### SHORT TASK
Write out the lines below verbatim, from the first one through the line that contains "[(486, 339)]", with both of those lines included.

— start of DATA FOR PROCESSING —

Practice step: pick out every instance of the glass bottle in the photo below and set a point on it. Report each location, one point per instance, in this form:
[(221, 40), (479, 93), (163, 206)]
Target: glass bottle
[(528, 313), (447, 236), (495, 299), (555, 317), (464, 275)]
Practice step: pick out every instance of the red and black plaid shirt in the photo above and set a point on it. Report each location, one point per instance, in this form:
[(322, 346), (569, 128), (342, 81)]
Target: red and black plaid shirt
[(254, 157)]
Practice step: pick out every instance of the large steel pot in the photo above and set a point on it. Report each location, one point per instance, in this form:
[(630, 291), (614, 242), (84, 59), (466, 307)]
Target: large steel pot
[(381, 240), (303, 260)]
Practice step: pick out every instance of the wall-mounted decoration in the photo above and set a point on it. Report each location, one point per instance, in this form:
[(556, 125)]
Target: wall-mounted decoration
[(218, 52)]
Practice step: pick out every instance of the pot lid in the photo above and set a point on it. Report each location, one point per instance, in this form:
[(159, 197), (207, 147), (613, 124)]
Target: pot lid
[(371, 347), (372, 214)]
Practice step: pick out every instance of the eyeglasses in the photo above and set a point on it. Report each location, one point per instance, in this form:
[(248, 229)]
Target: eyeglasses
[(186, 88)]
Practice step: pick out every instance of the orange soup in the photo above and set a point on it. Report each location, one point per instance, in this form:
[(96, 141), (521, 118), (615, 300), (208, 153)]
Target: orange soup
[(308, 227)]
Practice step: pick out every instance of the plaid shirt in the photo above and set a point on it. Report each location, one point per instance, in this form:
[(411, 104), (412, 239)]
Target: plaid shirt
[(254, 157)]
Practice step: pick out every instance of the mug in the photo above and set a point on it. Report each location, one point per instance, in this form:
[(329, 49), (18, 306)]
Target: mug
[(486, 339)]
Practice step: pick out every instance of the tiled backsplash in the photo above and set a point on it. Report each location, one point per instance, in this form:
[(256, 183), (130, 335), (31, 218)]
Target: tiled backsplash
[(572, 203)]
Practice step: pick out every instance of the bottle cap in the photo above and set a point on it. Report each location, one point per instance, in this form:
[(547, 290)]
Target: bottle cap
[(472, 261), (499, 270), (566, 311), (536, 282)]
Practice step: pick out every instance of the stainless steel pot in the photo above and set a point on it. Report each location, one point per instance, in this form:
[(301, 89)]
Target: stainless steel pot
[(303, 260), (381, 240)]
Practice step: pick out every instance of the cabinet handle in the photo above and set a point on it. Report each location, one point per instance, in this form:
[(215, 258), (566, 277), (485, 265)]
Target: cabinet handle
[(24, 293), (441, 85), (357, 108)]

— end of DATA FOR PROCESSING —

### RESULT OF THIS TASK
Practice step: pick out every instance of the glass bottle in the photo below and set a point on it. Report each location, one point per instance, in this form:
[(221, 40), (479, 93), (163, 206)]
Target: glass bottle
[(528, 313), (447, 236), (495, 299), (555, 317), (464, 275)]
Practice step: pick out every instance of the red and black plaid shirt in the photo above and set a point on it. Report each location, one point per instance, in this form:
[(322, 346), (569, 128), (342, 81)]
Target: red and black plaid shirt
[(254, 157)]
Practice step: pick out every instance of the large steel pot in the photo above and set a point on it. Report each location, one point per instance, in this form:
[(630, 291), (614, 242), (84, 59), (466, 307)]
Target: large steel pot
[(381, 240), (303, 260)]
Practice step: pick out every instance of the wall-mounted decoration in the photo above and set a point on it. Report each location, one point per instance, in this form:
[(556, 125)]
Target: wall-mounted decoration
[(218, 52)]
Practice step: pick out every instance of the pot lid in the photo above and set a point on it. Report each location, one point per instance, in this form:
[(159, 197), (207, 147), (613, 124)]
Target: pot lid
[(371, 347), (372, 214)]
Practice step: pick out every instance of the eyeglasses in the photo above and set a point on it. Report each location, one point per instance, in this form:
[(248, 229)]
Target: eyeglasses
[(186, 88)]
Practice step: pick out every instance of the orange soup in the photo above and set a point on it. Report each location, one point per instance, in this form:
[(96, 141), (521, 118), (615, 300), (208, 153)]
Target: orange soup
[(308, 227)]
Practice step: pick out every instance of the plaid shirt in the photo above and set a point on it. Report each location, one point per instance, in this form:
[(411, 104), (412, 239)]
Target: plaid shirt
[(254, 157)]
Practice step: pick out every instance of the mug in the photo above and set a point on it. Report each location, one point per instance, in this form:
[(329, 49), (18, 306)]
Target: mug
[(486, 339)]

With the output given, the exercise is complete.